ARBEITSAUFTRAG: Lege alles vom Anfang der Datensätze bis einschließlich der Zeile mit "[340,227,406,350]" als CSV mit den zwei Spalten eingabe und ausgabe an. Jeder Datensatz wird eine Zeile aus seinem Text und seiner Antwort, beide in je einem Feld in Anführungszeichen und mit Leerzeichen statt Zeilenumbrüchen, und die Bilder bleiben weg.

----------------------------------------

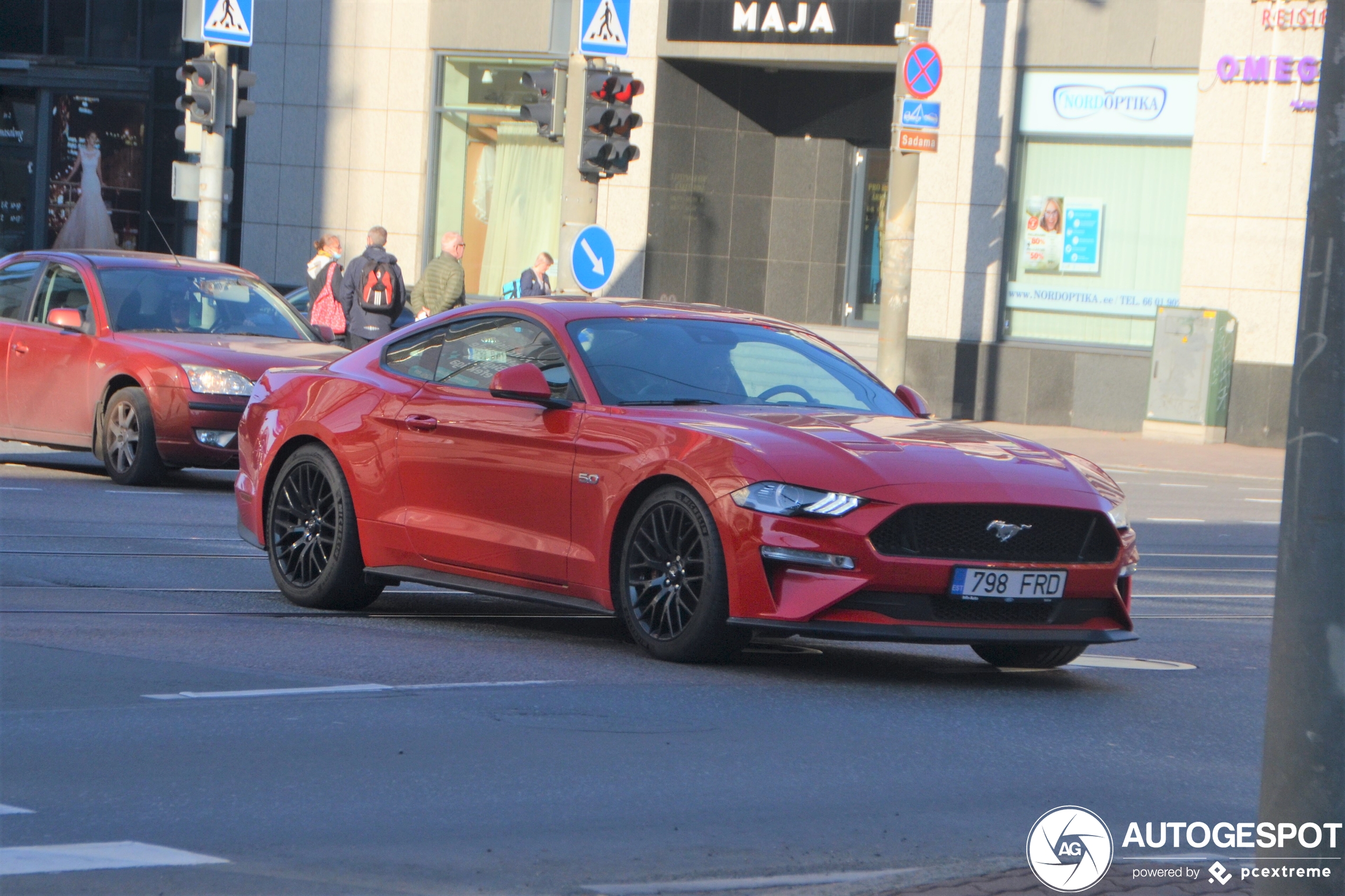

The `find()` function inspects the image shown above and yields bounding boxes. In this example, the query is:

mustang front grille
[869,504,1120,563]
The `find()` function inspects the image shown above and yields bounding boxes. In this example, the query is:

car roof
[469,295,799,330]
[7,249,256,277]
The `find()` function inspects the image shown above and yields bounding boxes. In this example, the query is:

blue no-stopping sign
[570,225,616,293]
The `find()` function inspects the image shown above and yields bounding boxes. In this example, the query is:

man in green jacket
[411,232,467,320]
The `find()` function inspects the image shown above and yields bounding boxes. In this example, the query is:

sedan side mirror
[491,364,570,409]
[47,307,83,330]
[897,385,934,419]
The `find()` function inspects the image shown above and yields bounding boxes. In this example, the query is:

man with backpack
[340,227,406,350]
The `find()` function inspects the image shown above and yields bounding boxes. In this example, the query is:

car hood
[679,407,1123,506]
[115,333,347,380]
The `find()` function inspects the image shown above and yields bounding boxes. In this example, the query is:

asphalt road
[0,444,1279,896]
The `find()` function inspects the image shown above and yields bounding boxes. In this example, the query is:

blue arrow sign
[570,225,616,293]
[200,0,253,47]
[901,99,939,128]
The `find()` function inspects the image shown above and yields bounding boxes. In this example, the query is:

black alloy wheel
[266,445,383,610]
[613,485,750,662]
[971,644,1088,669]
[102,387,164,485]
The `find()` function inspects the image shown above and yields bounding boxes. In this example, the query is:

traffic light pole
[196,43,229,262]
[878,0,926,388]
[1256,0,1345,896]
[560,3,597,293]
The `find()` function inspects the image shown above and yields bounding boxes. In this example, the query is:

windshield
[98,267,316,341]
[569,317,912,417]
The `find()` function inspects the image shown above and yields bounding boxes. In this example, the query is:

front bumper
[729,619,1139,644]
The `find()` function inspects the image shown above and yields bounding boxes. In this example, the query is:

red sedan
[237,300,1138,668]
[0,251,346,485]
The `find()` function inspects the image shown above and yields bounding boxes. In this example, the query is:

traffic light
[580,68,644,177]
[176,57,223,132]
[518,66,565,140]
[225,66,257,128]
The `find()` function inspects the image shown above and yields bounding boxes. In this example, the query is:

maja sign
[667,0,901,47]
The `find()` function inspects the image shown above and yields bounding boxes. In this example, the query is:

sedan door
[386,314,582,583]
[0,260,42,434]
[5,262,97,447]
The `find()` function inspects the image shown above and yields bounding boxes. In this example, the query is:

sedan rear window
[569,317,911,417]
[98,267,316,341]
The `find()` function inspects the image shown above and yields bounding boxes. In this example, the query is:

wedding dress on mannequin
[52,142,120,249]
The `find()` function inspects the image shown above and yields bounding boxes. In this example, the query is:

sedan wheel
[102,387,164,485]
[266,445,383,610]
[615,485,750,662]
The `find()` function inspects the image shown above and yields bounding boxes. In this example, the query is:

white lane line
[0,839,229,874]
[582,868,919,896]
[140,678,569,700]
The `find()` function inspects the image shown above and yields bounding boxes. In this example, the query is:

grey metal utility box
[1146,307,1238,442]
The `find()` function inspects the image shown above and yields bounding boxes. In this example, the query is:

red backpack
[359,262,393,312]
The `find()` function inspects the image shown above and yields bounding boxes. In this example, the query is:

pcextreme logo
[1028,806,1114,893]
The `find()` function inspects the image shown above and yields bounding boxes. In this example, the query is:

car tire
[971,644,1088,669]
[265,445,383,611]
[101,385,164,485]
[612,485,752,662]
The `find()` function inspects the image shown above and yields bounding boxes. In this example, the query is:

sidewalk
[974,420,1285,479]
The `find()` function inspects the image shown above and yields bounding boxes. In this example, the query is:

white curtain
[480,121,565,295]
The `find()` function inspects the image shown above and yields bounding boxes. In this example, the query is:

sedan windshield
[569,317,912,417]
[98,267,316,341]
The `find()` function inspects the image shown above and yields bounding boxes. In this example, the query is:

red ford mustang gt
[237,300,1138,668]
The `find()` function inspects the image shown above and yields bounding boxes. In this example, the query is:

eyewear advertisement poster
[1022,196,1103,274]
[47,94,145,249]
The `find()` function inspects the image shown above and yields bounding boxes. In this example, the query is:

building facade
[0,0,1326,445]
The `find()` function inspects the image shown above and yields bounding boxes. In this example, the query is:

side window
[0,262,42,320]
[383,328,444,380]
[28,265,93,332]
[434,317,581,400]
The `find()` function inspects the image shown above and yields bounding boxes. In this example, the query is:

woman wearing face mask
[308,234,346,336]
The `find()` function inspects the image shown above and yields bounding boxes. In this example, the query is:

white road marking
[140,678,568,700]
[582,868,919,896]
[0,839,229,874]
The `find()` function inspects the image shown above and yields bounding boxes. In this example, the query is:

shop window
[428,58,563,295]
[1005,140,1190,348]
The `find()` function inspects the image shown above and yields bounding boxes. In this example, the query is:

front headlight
[733,482,865,516]
[182,364,252,395]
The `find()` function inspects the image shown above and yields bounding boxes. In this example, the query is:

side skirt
[364,567,612,616]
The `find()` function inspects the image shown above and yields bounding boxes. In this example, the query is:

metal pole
[878,0,926,388]
[1256,0,1345,896]
[196,43,229,262]
[557,2,597,293]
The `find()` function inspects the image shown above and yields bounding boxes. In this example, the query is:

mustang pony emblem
[986,520,1032,541]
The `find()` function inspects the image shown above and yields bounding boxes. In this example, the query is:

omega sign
[667,0,901,47]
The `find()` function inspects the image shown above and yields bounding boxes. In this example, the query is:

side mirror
[491,364,570,409]
[896,385,934,419]
[47,307,83,330]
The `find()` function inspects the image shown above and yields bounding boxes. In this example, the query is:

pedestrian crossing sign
[580,0,631,57]
[200,0,254,47]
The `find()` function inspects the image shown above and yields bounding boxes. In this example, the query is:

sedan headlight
[182,364,252,395]
[733,482,865,516]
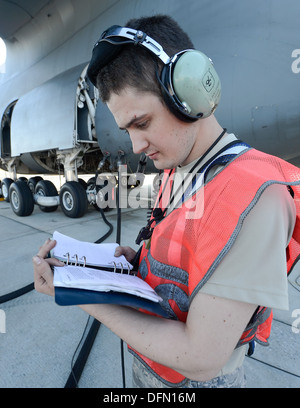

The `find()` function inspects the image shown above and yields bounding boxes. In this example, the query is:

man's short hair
[97,15,194,102]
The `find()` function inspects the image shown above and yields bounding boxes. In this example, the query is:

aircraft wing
[0,0,49,40]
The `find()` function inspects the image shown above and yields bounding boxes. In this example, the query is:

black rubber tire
[9,180,34,217]
[1,178,14,203]
[27,176,43,194]
[59,181,88,218]
[34,180,58,212]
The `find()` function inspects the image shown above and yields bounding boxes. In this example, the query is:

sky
[0,37,6,73]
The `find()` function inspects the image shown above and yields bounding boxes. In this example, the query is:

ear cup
[172,50,221,118]
[161,50,221,121]
[157,64,199,122]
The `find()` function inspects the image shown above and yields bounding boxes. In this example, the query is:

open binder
[51,231,167,317]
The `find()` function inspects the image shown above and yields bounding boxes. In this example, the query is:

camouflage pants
[132,358,246,388]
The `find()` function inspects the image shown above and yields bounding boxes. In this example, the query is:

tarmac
[0,173,300,388]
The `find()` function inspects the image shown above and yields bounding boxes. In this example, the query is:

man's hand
[32,239,64,296]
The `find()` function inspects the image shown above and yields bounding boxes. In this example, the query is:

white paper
[53,265,162,302]
[51,231,132,270]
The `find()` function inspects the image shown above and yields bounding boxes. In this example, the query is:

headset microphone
[87,26,221,122]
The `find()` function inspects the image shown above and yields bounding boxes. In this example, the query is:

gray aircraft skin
[0,0,300,216]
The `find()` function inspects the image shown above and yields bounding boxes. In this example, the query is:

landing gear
[34,180,58,212]
[1,178,14,203]
[9,180,34,217]
[59,181,88,218]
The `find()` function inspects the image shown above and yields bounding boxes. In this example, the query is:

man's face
[107,87,196,169]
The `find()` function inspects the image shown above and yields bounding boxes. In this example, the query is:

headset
[87,25,221,122]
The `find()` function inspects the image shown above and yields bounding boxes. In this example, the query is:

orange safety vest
[129,149,300,386]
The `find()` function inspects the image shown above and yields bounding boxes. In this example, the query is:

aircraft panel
[11,64,86,156]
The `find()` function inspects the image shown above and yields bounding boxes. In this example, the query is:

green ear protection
[87,26,221,122]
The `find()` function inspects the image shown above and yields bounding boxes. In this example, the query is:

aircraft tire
[59,181,88,218]
[9,180,34,217]
[1,178,14,203]
[27,176,43,194]
[34,180,58,212]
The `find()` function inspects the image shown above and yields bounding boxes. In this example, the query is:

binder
[51,231,168,317]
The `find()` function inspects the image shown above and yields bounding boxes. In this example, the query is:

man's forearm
[80,304,210,378]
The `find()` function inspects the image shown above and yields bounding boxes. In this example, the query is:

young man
[33,16,300,388]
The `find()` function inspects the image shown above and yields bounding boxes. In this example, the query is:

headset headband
[87,25,171,86]
[87,25,221,122]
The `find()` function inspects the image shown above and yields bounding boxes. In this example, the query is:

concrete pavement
[0,180,300,388]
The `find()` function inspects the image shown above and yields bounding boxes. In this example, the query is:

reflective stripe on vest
[127,149,300,386]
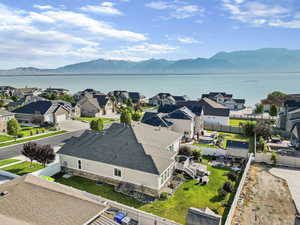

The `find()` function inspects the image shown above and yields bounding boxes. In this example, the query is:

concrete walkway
[269,168,300,214]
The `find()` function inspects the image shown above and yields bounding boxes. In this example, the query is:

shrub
[179,145,193,157]
[227,171,237,181]
[159,192,168,200]
[222,181,233,193]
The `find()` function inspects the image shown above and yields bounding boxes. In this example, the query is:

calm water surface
[0,73,300,105]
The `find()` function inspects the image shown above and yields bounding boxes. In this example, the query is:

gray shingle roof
[58,123,181,174]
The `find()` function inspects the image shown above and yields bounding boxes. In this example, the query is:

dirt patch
[231,164,296,225]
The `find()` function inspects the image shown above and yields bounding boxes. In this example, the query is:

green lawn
[193,143,219,148]
[1,162,44,176]
[75,117,116,124]
[55,163,237,224]
[0,134,14,142]
[0,130,67,147]
[0,159,20,166]
[55,176,143,208]
[229,119,256,127]
[140,163,238,224]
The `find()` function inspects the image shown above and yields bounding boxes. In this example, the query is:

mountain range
[0,48,300,75]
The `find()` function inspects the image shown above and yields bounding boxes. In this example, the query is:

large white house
[58,123,182,196]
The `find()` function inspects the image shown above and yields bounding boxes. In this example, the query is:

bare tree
[21,142,38,167]
[35,145,55,167]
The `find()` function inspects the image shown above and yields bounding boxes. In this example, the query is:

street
[0,130,85,160]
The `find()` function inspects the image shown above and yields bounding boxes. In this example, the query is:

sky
[0,0,300,69]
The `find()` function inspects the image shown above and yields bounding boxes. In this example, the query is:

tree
[90,118,104,131]
[255,104,264,114]
[7,118,21,137]
[254,121,272,140]
[179,145,193,157]
[35,145,55,167]
[271,152,277,165]
[120,110,131,125]
[269,105,278,116]
[132,111,142,121]
[243,122,255,137]
[21,142,38,167]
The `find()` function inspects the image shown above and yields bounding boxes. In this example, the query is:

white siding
[59,154,160,190]
[203,115,229,126]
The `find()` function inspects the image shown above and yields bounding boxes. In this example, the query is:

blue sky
[0,0,300,69]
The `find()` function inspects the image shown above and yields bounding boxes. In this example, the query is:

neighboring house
[202,92,246,110]
[6,95,47,111]
[149,93,176,106]
[0,109,14,133]
[0,174,109,225]
[76,95,115,117]
[43,88,70,96]
[13,101,72,125]
[141,106,196,138]
[291,122,300,149]
[73,88,105,101]
[128,92,142,104]
[14,87,42,98]
[58,123,181,197]
[278,100,300,132]
[158,98,229,128]
[0,86,16,96]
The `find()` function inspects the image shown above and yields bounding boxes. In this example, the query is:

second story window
[78,160,81,170]
[114,168,122,177]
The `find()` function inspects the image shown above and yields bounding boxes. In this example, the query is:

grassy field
[0,134,14,142]
[140,163,237,224]
[0,130,67,147]
[55,162,236,224]
[55,176,143,208]
[0,159,20,166]
[229,119,256,127]
[1,162,44,176]
[75,117,116,124]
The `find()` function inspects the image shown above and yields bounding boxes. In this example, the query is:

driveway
[0,130,85,160]
[269,168,300,213]
[58,120,90,132]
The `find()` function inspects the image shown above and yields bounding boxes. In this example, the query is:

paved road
[0,130,85,160]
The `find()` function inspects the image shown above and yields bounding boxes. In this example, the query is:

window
[78,160,81,170]
[114,168,122,177]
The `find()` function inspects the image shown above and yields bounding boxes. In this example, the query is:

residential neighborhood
[0,86,300,225]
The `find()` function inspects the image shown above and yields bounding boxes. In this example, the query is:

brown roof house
[0,109,14,133]
[0,174,109,225]
[58,123,182,197]
[77,95,115,117]
[13,100,72,124]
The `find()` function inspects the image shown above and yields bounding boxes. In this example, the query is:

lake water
[0,73,300,105]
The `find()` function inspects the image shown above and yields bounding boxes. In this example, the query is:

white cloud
[222,0,300,28]
[80,2,123,16]
[145,1,175,10]
[145,1,204,19]
[33,4,54,10]
[177,36,200,44]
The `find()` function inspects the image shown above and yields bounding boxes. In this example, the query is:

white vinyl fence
[225,154,253,225]
[255,153,300,168]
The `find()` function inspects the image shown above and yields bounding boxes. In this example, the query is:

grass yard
[140,163,236,224]
[229,119,256,127]
[193,143,219,148]
[1,162,44,176]
[0,130,67,147]
[0,134,14,142]
[75,117,116,124]
[55,176,143,208]
[0,159,20,166]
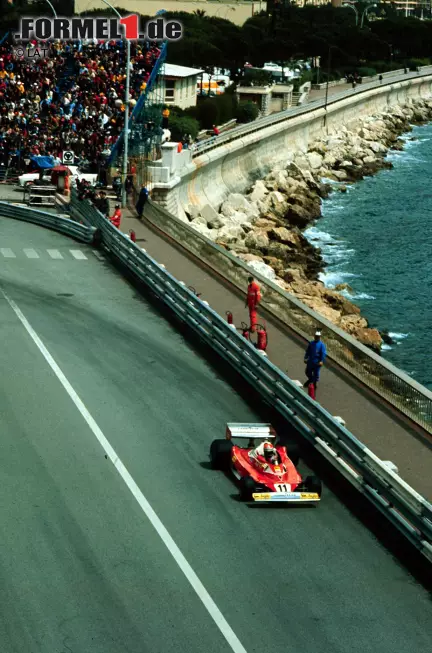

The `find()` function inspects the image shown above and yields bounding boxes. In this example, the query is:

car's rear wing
[225,422,276,446]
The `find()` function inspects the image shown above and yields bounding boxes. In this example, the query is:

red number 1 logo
[119,14,138,41]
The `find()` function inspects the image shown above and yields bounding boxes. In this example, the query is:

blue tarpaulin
[30,156,54,168]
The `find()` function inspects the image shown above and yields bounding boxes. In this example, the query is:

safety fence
[0,202,96,244]
[192,66,432,158]
[141,200,432,433]
[64,190,432,562]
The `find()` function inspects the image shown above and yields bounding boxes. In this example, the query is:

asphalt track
[0,220,432,653]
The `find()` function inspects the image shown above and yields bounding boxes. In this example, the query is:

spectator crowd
[0,35,160,178]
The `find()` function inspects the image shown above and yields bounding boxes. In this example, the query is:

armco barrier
[66,196,432,562]
[138,200,432,433]
[0,202,96,243]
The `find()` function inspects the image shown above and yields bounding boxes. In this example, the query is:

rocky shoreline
[186,99,432,352]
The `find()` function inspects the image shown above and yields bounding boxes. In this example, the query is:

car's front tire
[304,476,322,497]
[285,442,300,467]
[240,476,258,501]
[210,440,232,470]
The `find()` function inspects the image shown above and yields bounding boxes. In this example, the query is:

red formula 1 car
[210,423,322,503]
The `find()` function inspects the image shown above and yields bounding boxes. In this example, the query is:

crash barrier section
[192,66,432,158]
[0,202,96,244]
[66,190,432,562]
[135,200,432,433]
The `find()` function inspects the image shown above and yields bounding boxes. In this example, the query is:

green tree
[236,101,259,122]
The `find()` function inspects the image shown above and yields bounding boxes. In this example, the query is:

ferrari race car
[210,423,322,503]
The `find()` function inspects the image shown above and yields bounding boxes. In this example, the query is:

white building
[162,63,204,109]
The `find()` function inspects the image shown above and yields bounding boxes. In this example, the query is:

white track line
[0,289,247,653]
[0,247,16,258]
[47,249,63,259]
[24,249,39,258]
[69,249,87,261]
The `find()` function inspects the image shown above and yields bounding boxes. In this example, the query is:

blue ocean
[305,124,432,389]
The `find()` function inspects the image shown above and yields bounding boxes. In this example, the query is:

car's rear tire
[210,440,232,470]
[304,476,322,496]
[240,476,257,501]
[285,442,300,467]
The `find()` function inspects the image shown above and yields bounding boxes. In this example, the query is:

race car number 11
[275,483,291,492]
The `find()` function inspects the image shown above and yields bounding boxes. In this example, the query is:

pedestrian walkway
[116,204,432,499]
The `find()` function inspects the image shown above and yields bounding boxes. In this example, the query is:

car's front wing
[252,492,321,503]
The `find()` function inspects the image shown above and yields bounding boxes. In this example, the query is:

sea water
[305,124,432,389]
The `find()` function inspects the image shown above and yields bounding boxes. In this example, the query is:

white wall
[170,76,432,215]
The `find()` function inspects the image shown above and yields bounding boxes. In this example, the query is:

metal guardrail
[67,194,432,562]
[0,202,96,244]
[145,200,432,433]
[192,66,432,159]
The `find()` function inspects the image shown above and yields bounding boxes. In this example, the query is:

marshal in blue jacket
[305,340,327,366]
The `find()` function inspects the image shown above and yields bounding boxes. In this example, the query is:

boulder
[322,289,360,315]
[266,191,288,218]
[238,252,263,263]
[307,152,323,170]
[334,283,353,293]
[216,224,247,247]
[248,179,268,202]
[310,141,327,156]
[369,141,387,154]
[285,204,313,229]
[339,315,368,336]
[333,170,348,181]
[191,215,207,227]
[254,216,283,231]
[286,163,303,179]
[355,329,383,353]
[294,152,310,174]
[200,204,220,224]
[221,193,249,213]
[207,214,224,229]
[280,268,304,283]
[224,211,252,231]
[245,229,270,250]
[248,261,276,281]
[264,256,285,274]
[189,220,214,238]
[184,204,200,220]
[301,297,340,324]
[268,227,300,247]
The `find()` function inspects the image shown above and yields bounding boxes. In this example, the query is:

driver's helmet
[264,442,277,465]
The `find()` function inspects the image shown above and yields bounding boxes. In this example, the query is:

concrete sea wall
[173,75,432,217]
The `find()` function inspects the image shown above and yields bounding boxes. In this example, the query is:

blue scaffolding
[108,42,167,166]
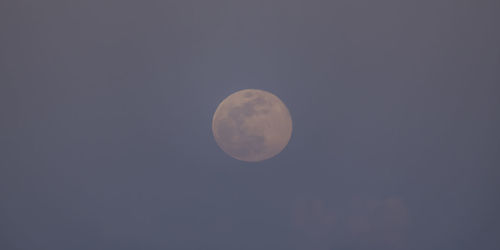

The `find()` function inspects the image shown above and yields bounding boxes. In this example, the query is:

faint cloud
[291,197,410,249]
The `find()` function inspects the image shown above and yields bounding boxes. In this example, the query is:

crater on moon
[212,89,292,161]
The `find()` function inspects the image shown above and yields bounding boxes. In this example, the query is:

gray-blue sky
[0,0,500,250]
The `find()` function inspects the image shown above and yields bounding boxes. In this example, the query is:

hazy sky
[0,0,500,250]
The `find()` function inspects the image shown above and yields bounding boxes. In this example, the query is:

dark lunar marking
[229,135,266,158]
[215,118,237,145]
[228,96,270,127]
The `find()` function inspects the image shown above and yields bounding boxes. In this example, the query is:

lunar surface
[212,89,292,162]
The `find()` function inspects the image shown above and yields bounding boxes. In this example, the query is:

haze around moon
[212,89,292,162]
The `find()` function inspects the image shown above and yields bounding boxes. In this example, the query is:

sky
[0,0,500,250]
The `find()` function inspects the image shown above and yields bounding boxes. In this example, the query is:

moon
[212,89,292,162]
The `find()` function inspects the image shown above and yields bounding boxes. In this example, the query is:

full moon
[212,89,292,162]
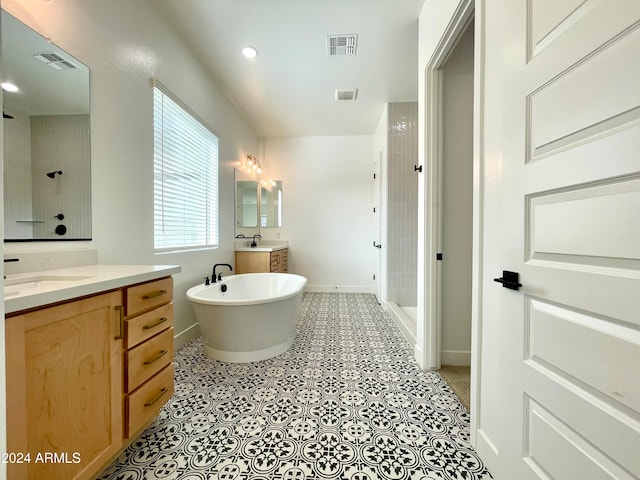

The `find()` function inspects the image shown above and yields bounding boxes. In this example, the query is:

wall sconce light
[247,154,262,173]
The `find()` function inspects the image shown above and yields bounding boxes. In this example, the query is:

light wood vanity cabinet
[5,277,173,480]
[236,248,289,273]
[124,277,173,438]
[5,291,123,480]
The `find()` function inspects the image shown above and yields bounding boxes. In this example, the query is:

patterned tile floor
[100,293,491,480]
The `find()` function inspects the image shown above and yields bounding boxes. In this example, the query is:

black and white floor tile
[100,293,491,480]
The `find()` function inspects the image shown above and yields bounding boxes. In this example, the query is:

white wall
[2,0,258,344]
[261,135,377,293]
[372,103,389,304]
[415,0,466,367]
[384,102,419,307]
[442,21,473,365]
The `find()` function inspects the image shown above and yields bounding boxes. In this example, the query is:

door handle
[493,270,522,290]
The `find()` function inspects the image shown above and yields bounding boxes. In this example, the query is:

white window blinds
[153,85,218,252]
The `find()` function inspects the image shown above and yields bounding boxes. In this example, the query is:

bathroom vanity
[236,244,289,273]
[5,265,180,479]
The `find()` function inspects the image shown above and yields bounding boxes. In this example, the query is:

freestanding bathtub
[187,273,307,363]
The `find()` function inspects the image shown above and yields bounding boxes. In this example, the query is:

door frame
[417,0,484,445]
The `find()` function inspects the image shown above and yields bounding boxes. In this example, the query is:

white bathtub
[187,273,307,363]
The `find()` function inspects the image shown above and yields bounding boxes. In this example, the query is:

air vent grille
[34,52,78,70]
[336,88,358,101]
[327,34,358,57]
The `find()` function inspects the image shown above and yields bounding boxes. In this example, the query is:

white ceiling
[151,0,424,137]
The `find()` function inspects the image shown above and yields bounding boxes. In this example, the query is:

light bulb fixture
[247,154,262,174]
[242,47,258,58]
[1,82,20,92]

----------------------------------------

ANTWORT ZUR AUFGABE:
eingabe,ausgabe
"The `find()` function inspects the image shown above and yields bounding boxes. In this example, the query is: mustang front grille","[869,504,1120,563]"
"The `find()` function inspects the image shown above and yields bounding boxes. In this example, the query is: car roof","[469,295,799,330] [7,249,256,277]"
"The `find()` function inspects the image shown above and yields bounding boxes. In this example, the query is: blue no-stopping sign","[570,225,616,293]"
"The `find()` function inspects the image shown above and yields bounding boxes. In this example, the query is: man in green jacket","[411,232,467,320]"
"The `find()` function inspects the image shown above and yields bounding boxes. In this example, the query is: sedan side mirror","[491,364,570,409] [47,307,83,330] [897,385,934,419]"
"The `find()` function inspects the image shown above and yields bounding boxes. In this example, the query is: man with backpack","[340,227,406,350]"